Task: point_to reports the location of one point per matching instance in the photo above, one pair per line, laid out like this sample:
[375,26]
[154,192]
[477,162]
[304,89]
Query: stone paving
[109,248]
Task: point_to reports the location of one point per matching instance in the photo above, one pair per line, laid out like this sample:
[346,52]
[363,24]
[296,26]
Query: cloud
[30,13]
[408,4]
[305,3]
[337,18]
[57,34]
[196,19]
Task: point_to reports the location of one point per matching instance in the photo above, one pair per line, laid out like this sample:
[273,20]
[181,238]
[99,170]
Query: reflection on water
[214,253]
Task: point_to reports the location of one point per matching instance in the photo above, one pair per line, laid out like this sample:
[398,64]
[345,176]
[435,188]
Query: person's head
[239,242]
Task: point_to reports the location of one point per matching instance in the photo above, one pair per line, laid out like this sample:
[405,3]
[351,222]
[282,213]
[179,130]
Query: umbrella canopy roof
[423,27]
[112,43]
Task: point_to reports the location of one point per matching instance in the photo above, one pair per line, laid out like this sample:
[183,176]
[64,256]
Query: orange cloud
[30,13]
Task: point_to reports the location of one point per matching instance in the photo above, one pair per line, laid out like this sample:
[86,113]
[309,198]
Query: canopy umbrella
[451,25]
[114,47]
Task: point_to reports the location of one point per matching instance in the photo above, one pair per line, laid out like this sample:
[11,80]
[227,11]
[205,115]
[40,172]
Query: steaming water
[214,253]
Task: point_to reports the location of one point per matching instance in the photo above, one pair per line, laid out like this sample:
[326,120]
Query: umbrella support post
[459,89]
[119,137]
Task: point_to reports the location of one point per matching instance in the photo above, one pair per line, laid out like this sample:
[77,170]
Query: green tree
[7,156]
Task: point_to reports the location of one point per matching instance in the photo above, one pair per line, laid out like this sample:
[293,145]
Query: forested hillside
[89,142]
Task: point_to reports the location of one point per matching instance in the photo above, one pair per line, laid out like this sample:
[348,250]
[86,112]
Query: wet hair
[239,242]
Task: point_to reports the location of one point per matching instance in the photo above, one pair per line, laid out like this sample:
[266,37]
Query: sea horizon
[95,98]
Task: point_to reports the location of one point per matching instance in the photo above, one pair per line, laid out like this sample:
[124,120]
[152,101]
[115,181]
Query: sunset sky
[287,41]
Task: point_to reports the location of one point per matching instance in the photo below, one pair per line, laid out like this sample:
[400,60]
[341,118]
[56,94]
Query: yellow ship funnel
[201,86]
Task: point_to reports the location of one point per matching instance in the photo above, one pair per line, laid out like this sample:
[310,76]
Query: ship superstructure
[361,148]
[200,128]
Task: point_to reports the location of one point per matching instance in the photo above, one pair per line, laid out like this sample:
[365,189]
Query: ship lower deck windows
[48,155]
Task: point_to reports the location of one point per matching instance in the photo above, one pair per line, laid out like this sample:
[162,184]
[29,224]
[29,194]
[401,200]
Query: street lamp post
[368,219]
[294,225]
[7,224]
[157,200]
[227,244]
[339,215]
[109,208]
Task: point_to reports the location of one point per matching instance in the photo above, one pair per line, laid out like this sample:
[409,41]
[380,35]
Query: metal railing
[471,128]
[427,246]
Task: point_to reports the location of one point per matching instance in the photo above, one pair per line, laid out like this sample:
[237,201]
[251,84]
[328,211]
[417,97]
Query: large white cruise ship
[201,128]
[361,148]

# Written request
Quote every entry exactly.

# Output of the task
Task: point_to reports the location of one point per matching instance in the photo above, one pair per line, laid out like this sample:
[375,26]
[154,192]
[477,162]
[304,89]
Query: stone paving
[109,248]
Task: point_to reports the location of one point per matching instance in the photo above, one pair per line, laid out like this sample:
[346,52]
[363,24]
[296,26]
Query: cloud
[30,13]
[408,4]
[305,3]
[337,18]
[57,34]
[196,19]
Task: point_to reports the location of one point per matching instance in the photo above, one pair per line, laid out like this sample:
[273,20]
[181,238]
[99,170]
Query: reflection on water
[214,253]
Task: point_to reports the location of one point per matching instance in the photo above, one pair per line, laid out like this sample:
[398,64]
[345,176]
[435,188]
Query: person's head
[239,242]
Task: point_to reports the location of one point per matching instance in the photo above, one pair per line, laid out like this sample:
[405,3]
[351,222]
[282,213]
[179,130]
Query: umbrella canopy roof
[423,27]
[112,43]
Task: point_to reports the location of one point per matching instance in the photo above, one pair per line, laid out like this sample:
[183,176]
[64,256]
Query: orange cloud
[30,13]
Task: point_to reports the location of one point per matching instance in the photo above, one pair per line, laid out like this sample:
[86,113]
[309,198]
Query: canopy umbrella
[451,25]
[114,47]
Task: point_to reports the location of one point per matching instance in the photo above, one pair per line, laid out like this sample:
[11,80]
[227,11]
[205,115]
[40,172]
Query: steaming water
[214,253]
Task: point_to reports the location of one point per matching instance in the photo above, one pair per line, laid out like this sample:
[326,120]
Query: umbrella support post
[459,89]
[119,137]
Task: point_to reports the location of one point per matching instance in the photo above, one pair per line, laid out like this sample:
[77,170]
Query: green tree
[7,156]
Task: point_to reports the location of one point per matching instance in the photo above, one pair per line, laid out like this sample:
[293,145]
Query: forested hillside
[89,142]
Task: point_to reports the location of one point per matching instance in the photo above, one pair per line, laid out like this sample:
[348,250]
[86,112]
Query: wet hair
[239,242]
Task: point_to reports the location of one point per matching instance in the photo above, one pair per line, laid out like this sample:
[266,37]
Query: sea horizon
[95,98]
Task: point_to reports the location of one point per matching instance in the photo above, one pair per line, laid out like this sample:
[124,120]
[152,101]
[115,181]
Query: sunset sky
[287,41]
Task: point_to reports the location of one point per matching instance in the photo below, one pair per line, laid out like this sample:
[400,60]
[341,118]
[56,94]
Query: yellow ship funnel
[201,86]
Task: point_to reports the location of one point per matching instance in the photo above, one pair per line, laid out like this sample:
[310,76]
Query: ship superstructure
[361,148]
[200,128]
Task: point_to reports the location of one point per matching instance in the photo above, one pair per line, laid out like this sample:
[365,189]
Query: ship lower deck windows
[48,155]
Task: point_to reports the location of one point per matching instance in the photo above, one pair per line, laid out like this sample:
[162,184]
[29,224]
[29,194]
[401,200]
Query: street lamp post
[368,219]
[294,225]
[7,224]
[157,200]
[227,244]
[339,215]
[109,208]
Task: point_to reports the location of one point per matching instance in the photo above, one pair per line, laid out like this sample:
[409,41]
[380,35]
Query: metal railing
[471,128]
[427,246]
Task: point_to reports the location of one point per matching instance in the photo above, one pair per line, laid out like this sample:
[237,201]
[251,84]
[328,211]
[417,97]
Query: large white cruise ship
[201,128]
[361,148]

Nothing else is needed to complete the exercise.